■ INPUT DATA:
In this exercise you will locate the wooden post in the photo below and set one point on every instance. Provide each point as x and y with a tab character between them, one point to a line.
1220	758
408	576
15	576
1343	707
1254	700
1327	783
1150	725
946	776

■ TASK OBJECTIVE: Repeat the listing exactly, leaving nothing out.

■ ANSWER TO THIS EXERCISE:
In this exercise you will locate the wooden post in the photo below and set one point on every instance. Provide each point as x and y with a tab character between them, one point to a line.
1220	758
408	576
15	576
1343	707
1254	700
1327	783
1150	725
946	776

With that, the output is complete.